═══ TEXTE FOURNI ═══
Aymen I. connaît monsieur D… et Ahmad M…. Le 17 avril 2017, Ahmad M… lui donne rendez-vous dans un café, lui remet 500 €. Ayamen I… s’en va en voiture et se fait arrêter par la BAC en passant dans le XVIIIe. Tandis qu’Aaron B… le contrôle, Karim M… sort un sachet rempli de poudre blanche de sous le siège passager et dit : « C’est quoi, ça ? » Aymen I… sera condamné à dix mois de prison, et les 500 € ne seront pas retrouvés dans sa fouille.

Aymen I… ne sait pas qui de Karim M… ou d’Ahmad M… a planqué la cocaïne. Ce dernier dit avoir donné Aymen I… à la police, car celui-ci ne s’était pas acquitté de sa tâche dans de précédentes affaires (faux papiers). Karim M… dit avoir aperçu la cocaïne sur le plancher côté passager, visible de l’extérieur, alors qu’Ahmad M… lui avait signalé qu’elle se trouvait sous le siège du conducteur.

Deux jours plus tard, Karim M… interpelle Nazim B…, sur un renseignement d’Ahmad M…, encore une fois lors d’un contrôle routier, pour une quantité similaire de cocaïne (environ 25 g). L’affaire qui mène à cette interpellation est plus complexe.
═══ DONNÉES ═══
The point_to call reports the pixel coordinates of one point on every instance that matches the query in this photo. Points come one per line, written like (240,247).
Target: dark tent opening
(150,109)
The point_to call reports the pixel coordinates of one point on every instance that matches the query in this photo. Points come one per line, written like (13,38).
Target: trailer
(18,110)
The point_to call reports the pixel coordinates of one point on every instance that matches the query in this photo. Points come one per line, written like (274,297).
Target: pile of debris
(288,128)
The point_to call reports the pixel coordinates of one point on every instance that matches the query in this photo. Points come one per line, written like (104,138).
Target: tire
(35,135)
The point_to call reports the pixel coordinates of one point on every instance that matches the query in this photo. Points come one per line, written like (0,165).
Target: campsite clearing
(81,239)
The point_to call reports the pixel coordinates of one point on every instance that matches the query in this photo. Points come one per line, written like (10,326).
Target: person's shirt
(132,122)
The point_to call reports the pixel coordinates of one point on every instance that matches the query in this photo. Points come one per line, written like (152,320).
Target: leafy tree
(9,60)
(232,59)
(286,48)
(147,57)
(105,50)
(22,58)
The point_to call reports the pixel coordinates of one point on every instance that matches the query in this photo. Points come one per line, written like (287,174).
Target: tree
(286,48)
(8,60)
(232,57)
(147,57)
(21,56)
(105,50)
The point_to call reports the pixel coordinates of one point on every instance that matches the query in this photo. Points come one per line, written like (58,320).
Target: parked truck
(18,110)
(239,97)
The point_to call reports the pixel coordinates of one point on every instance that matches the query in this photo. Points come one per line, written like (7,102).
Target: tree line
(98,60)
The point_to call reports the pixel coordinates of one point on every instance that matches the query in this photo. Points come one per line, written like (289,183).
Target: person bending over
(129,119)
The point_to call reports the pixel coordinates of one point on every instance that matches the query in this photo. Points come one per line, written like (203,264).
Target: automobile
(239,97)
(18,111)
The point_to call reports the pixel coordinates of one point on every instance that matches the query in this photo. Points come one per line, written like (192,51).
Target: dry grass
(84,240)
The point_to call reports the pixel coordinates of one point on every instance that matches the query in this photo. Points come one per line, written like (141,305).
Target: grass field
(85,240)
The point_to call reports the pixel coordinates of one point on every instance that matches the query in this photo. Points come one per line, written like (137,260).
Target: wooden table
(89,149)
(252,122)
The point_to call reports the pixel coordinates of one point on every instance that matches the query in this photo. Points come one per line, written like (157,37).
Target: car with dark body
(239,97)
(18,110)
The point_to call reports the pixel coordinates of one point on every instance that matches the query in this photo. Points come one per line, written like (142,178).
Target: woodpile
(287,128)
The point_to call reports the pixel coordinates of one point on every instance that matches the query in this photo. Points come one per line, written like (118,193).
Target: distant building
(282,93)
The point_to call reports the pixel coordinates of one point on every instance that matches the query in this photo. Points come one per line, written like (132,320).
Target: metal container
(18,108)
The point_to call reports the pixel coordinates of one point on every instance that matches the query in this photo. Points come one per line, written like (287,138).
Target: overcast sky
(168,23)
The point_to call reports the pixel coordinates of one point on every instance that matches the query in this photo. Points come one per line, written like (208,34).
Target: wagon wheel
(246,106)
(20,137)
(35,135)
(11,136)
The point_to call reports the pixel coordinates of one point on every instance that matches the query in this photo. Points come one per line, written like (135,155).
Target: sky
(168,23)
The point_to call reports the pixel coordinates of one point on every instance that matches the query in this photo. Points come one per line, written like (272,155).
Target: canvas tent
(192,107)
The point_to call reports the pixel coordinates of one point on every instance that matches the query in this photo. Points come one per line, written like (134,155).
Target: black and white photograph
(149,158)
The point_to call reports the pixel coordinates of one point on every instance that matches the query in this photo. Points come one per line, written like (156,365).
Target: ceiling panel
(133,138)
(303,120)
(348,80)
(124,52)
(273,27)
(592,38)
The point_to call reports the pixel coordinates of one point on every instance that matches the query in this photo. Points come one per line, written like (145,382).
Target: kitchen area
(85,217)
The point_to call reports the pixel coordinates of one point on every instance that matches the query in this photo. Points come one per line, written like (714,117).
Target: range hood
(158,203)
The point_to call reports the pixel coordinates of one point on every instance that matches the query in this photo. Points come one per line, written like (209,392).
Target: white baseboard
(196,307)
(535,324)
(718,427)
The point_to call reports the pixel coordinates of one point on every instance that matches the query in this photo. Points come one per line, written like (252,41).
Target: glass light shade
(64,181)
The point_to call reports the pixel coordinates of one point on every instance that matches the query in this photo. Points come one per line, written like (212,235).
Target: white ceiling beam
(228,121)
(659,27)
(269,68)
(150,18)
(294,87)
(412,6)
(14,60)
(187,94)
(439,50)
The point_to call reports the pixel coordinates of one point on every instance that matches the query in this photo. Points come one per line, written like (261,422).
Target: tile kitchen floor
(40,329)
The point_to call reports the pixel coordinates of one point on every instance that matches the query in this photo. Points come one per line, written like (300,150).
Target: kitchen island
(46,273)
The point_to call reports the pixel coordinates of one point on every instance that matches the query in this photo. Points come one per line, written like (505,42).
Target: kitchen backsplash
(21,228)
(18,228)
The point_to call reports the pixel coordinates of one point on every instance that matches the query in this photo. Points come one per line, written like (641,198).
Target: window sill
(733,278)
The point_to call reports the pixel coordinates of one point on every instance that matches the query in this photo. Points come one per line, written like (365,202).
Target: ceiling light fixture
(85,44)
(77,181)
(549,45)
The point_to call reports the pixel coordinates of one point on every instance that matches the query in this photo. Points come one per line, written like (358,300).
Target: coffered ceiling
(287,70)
═══
*ÉNONCÉ 1*.
Recopiez le texte fourni en commençant aux mots « Aymen I. connaît monsieur D… » et en vous arrêtant après « dans sa fouille. », tout en renommant « café » en « bar ».
*ÉNONCÉ 2*.
Poursuivez le récit des interpellations d'Aymen I… et de Nazim B… à partir de sa dernière phrase.

*RÉPONSE RÉDIGÉE 1*.
Aymen I. connaît monsieur D… et Ahmad M…. Le 17 avril 2017, Ahmad M… lui donne rendez-vous dans un bar, lui remet 500 €. Ayamen I… s’en va en voiture et se fait arrêter par la BAC en passant dans le XVIIIe. Tandis qu’Aaron B… le contrôle, Karim M… sort un sachet rempli de poudre blanche de sous le siège passager et dit : « C’est quoi, ça ? » Aymen I… sera condamné à dix mois de prison, et les 500 € ne seront pas retrouvés dans sa fouille.

*RÉPONSE RÉDIGÉE 2*.
Nazim B…, pour le compte de Lofti B…, cherchait à convertir 245 000 € en espèces en chèques de banque, pour acheter des véhicules et les envoyer en Algérie. Une façon de blanchir l’argent, mais Nazim B… le jure, cet argent n’était pas le produit d’un commerce illicite. Moyennant une commission, Nazim B… devait acheter les chèques avec les espèces. Il va voir l’Hindou (Ahmad M…), qui lui fait un premier chèque de 26 000 € au nom de sa société, puis un autre de 35 000 €, au nom d’une société d’un proche. Nazim B… revient avec le reste mais, cette fois-ci, Ahmad M… lui donne de faux chèques. « Pour quelle raison décidez-vous d’arnaquer ces gens ? », demande la présidente. Ce dernier explique que, le deal, c’est d’interpeller Nazim B… pour voler les espèces et les partager. 80 000 € devaient revenir à Karim M…. Ce dernier commente naïvement : « Ahmad M… me propose une affaire de cocaïne, une information qui tient la route, vu la quantité annoncée. » Les autres policiers impliqués, dont Aaron B…, savaient qu’ils devaient procéder à une interpellation, sans plus de détail. Il nie le deal énoncé par Ahmad M…. « Ce qu’il avait derrière la tête, je n’étais pas au courant de tout cela. Je conteste, c’est absolument faux, il ne m’a jamais remis 80 000 €, c’est un menteur. »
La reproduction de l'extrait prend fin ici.